• Direction:
Beneath this task is a listing; retype all of it exactly.

• Extracted data:
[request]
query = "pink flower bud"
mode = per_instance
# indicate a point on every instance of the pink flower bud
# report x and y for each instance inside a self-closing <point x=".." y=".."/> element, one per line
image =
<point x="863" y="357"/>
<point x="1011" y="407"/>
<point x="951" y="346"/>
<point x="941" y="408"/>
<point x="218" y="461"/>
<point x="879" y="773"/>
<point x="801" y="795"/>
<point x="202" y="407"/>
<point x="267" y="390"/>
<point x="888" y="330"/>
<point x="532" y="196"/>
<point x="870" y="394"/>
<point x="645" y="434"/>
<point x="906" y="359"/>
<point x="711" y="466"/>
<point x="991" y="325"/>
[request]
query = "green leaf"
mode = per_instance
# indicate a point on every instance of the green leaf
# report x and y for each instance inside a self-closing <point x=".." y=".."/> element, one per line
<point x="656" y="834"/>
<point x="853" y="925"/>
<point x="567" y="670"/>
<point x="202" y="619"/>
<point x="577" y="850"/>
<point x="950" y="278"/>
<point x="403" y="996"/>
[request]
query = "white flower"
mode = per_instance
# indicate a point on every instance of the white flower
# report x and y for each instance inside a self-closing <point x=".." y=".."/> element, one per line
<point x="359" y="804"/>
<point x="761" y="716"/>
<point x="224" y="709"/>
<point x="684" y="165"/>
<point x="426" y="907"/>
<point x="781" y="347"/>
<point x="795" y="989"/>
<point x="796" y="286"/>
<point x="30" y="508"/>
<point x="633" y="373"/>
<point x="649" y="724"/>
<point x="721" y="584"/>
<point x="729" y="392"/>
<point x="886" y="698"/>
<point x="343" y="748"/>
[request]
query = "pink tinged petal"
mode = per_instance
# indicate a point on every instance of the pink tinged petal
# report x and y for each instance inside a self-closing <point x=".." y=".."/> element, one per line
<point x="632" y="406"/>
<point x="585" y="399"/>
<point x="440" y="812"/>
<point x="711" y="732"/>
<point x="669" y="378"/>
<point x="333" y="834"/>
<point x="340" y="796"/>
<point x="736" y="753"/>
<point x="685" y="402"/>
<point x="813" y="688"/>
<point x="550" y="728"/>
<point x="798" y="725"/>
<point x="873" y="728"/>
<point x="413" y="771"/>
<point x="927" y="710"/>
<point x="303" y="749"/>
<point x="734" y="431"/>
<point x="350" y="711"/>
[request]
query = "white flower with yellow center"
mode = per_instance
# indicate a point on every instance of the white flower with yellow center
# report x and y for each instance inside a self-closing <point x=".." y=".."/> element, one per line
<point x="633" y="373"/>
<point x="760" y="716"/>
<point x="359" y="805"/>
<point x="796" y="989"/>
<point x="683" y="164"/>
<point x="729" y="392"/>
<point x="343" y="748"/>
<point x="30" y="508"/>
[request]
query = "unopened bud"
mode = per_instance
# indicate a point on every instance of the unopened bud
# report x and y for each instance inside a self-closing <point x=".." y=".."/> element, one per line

• Full response:
[request]
query = "pink flower bud"
mode = per_instance
# indicate a point on every instance of the pink flower bud
# report x and y for each instance inside a self-closing <point x=".." y=".."/> element, one per line
image =
<point x="863" y="357"/>
<point x="1011" y="407"/>
<point x="951" y="346"/>
<point x="941" y="408"/>
<point x="218" y="461"/>
<point x="879" y="773"/>
<point x="801" y="795"/>
<point x="202" y="407"/>
<point x="267" y="390"/>
<point x="888" y="330"/>
<point x="532" y="196"/>
<point x="870" y="394"/>
<point x="645" y="434"/>
<point x="906" y="359"/>
<point x="711" y="466"/>
<point x="991" y="325"/>
[request]
query = "green leaf"
mode = per_instance
# indicate a point on every instance of the green leaf
# report x and y for each instance inside a self-closing <point x=".." y=".."/> element, one per line
<point x="656" y="834"/>
<point x="853" y="925"/>
<point x="567" y="670"/>
<point x="202" y="619"/>
<point x="577" y="850"/>
<point x="950" y="278"/>
<point x="403" y="996"/>
[request]
query = "white flower"
mode = per_instance
# indicate a point on every instance of the white flower
# report x and y for each instance inside a self-closing <point x=".." y=".."/> element, one per line
<point x="359" y="804"/>
<point x="761" y="716"/>
<point x="224" y="709"/>
<point x="684" y="165"/>
<point x="426" y="907"/>
<point x="781" y="347"/>
<point x="795" y="989"/>
<point x="796" y="286"/>
<point x="30" y="508"/>
<point x="633" y="373"/>
<point x="649" y="724"/>
<point x="721" y="584"/>
<point x="729" y="392"/>
<point x="886" y="698"/>
<point x="343" y="748"/>
[request]
query = "pink tinged petal"
mode = per_instance
# indicate a point on every instance of the pink tinged petal
# report x and y for each instance inside a self-closing <point x=".." y=".."/> element, one per line
<point x="632" y="406"/>
<point x="585" y="399"/>
<point x="440" y="812"/>
<point x="711" y="732"/>
<point x="669" y="378"/>
<point x="333" y="834"/>
<point x="340" y="796"/>
<point x="736" y="753"/>
<point x="685" y="402"/>
<point x="813" y="688"/>
<point x="550" y="728"/>
<point x="798" y="725"/>
<point x="873" y="728"/>
<point x="413" y="771"/>
<point x="927" y="710"/>
<point x="303" y="749"/>
<point x="734" y="431"/>
<point x="350" y="711"/>
[request]
query = "white flower with yellow center"
mode = per_instance
# indicate a point on every instance of the white flower with yellow center
# report x and y for each instance inside a self-closing <point x=".." y=".."/> element, one per line
<point x="633" y="373"/>
<point x="760" y="716"/>
<point x="359" y="805"/>
<point x="796" y="989"/>
<point x="683" y="164"/>
<point x="729" y="392"/>
<point x="343" y="748"/>
<point x="30" y="508"/>
[request]
query = "unopened bud"
mode = per_instance
# indicate a point on every instance of the unopened bud
# report x and y for each instance inside a self-closing <point x=".." y=".."/> element, one per line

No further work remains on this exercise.